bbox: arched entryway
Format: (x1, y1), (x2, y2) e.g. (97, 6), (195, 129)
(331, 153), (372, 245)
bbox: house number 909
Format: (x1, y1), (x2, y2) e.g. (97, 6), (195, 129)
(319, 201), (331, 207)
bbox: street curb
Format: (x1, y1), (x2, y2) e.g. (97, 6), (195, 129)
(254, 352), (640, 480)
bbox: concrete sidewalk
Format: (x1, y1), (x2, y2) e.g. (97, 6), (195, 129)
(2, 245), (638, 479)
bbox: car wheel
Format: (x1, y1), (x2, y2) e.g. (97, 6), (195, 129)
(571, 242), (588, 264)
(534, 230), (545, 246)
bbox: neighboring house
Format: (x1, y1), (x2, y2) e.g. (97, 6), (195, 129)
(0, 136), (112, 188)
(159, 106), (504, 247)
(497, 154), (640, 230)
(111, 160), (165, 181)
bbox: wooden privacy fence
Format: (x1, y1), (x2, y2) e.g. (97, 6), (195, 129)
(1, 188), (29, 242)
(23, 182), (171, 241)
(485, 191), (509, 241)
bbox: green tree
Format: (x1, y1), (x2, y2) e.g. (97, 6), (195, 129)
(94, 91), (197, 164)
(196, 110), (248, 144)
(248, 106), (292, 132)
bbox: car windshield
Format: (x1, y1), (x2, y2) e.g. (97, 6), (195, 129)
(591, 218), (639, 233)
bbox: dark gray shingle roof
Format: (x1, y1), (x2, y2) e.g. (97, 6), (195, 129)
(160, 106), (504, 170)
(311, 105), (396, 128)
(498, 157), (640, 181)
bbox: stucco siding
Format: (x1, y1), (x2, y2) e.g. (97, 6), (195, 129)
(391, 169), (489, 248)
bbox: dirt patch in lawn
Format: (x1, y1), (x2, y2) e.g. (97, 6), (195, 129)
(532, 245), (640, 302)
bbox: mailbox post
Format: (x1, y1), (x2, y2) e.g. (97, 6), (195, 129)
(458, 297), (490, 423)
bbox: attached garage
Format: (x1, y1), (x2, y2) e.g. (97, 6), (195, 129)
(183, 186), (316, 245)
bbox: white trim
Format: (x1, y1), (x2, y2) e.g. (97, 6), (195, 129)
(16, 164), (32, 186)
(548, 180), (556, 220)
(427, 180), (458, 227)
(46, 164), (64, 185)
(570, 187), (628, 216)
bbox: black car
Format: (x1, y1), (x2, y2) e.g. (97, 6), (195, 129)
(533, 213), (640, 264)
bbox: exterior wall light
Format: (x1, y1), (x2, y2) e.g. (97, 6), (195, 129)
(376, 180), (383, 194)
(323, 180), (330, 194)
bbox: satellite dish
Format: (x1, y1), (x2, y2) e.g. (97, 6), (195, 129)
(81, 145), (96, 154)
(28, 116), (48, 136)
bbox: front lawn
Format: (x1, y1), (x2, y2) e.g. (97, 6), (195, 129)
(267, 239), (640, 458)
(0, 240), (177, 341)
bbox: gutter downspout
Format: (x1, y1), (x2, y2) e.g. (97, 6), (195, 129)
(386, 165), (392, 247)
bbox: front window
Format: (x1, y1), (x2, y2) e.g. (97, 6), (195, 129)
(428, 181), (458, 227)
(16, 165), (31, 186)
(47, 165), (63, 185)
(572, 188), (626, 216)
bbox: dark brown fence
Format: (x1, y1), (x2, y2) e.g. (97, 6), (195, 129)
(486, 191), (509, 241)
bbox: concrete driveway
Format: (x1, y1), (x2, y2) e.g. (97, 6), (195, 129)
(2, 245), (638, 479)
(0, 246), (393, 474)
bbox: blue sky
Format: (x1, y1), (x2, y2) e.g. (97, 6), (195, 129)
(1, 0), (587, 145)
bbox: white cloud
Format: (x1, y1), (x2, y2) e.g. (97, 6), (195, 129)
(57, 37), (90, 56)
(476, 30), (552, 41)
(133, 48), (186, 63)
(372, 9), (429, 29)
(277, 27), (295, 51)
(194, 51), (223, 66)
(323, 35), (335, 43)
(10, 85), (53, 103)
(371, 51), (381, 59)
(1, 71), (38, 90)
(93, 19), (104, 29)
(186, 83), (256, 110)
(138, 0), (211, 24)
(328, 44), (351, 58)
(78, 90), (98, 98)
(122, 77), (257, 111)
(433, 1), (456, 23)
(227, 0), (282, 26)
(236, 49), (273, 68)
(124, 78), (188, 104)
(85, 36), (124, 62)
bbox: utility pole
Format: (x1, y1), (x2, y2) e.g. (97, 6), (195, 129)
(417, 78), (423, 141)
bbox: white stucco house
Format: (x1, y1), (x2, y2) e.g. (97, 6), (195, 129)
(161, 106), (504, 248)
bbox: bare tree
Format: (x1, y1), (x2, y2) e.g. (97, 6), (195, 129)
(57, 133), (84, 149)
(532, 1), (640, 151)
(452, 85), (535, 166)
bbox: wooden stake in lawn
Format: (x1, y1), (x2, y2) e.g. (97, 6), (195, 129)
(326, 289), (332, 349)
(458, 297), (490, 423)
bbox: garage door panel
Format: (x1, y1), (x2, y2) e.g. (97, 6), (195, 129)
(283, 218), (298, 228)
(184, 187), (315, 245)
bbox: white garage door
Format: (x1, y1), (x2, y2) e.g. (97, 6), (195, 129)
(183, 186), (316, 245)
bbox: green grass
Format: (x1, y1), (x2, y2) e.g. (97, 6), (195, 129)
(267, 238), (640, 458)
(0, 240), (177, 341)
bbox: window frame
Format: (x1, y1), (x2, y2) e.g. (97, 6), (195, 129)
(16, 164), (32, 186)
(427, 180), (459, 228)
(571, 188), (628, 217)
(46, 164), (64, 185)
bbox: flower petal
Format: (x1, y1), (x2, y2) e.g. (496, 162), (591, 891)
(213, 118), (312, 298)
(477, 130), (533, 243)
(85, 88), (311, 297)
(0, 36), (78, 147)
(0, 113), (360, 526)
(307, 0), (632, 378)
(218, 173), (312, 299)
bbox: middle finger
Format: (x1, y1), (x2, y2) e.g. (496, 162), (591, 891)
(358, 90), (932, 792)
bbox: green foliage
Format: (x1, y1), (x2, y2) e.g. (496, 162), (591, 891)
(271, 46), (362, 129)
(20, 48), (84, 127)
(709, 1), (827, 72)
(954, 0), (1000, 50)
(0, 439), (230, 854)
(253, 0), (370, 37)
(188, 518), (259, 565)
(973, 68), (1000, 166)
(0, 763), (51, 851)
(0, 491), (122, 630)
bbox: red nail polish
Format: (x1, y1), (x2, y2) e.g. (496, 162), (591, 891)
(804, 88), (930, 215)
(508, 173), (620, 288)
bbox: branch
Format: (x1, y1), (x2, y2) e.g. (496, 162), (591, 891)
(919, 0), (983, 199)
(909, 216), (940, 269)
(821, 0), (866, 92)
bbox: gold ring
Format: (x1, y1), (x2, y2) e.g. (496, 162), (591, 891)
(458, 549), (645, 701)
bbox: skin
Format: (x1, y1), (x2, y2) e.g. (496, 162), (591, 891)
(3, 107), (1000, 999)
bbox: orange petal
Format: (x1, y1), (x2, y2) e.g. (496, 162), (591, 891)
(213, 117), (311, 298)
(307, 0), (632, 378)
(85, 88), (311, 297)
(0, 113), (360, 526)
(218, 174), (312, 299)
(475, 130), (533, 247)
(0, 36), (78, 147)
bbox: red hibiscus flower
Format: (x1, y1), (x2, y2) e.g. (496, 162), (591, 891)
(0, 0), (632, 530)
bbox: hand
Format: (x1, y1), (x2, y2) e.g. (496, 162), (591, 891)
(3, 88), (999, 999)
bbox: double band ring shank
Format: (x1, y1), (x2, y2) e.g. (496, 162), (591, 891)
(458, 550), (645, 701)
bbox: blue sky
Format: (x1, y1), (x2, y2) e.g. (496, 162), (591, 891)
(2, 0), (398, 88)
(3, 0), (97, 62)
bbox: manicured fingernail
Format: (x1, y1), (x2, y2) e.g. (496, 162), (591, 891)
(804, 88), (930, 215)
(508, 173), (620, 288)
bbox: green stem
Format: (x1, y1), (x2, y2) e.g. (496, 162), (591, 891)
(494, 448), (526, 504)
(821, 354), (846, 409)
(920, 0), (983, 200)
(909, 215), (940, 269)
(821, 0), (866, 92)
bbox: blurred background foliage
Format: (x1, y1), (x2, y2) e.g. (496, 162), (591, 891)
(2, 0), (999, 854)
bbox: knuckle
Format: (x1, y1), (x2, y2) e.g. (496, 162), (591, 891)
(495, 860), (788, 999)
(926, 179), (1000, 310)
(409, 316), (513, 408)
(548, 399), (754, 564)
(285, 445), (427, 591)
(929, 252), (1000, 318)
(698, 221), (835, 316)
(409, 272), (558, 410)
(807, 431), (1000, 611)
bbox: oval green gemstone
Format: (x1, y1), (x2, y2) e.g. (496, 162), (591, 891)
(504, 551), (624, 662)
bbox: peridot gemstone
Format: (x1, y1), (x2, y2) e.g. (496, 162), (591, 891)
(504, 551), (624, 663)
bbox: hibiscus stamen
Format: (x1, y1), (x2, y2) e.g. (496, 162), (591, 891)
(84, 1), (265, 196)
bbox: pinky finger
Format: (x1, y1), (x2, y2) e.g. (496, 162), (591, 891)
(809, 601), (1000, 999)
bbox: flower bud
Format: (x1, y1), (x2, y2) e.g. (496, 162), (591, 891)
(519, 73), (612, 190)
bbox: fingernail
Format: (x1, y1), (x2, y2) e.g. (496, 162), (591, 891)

####################

*What this task involves*
Could you restate, word for word, every line from the one containing "bbox: fingernail" through the last line of the records above, and nothing more?

*Exercise result*
bbox: fingernail
Format: (x1, y1), (x2, y2) e.g. (496, 162), (591, 891)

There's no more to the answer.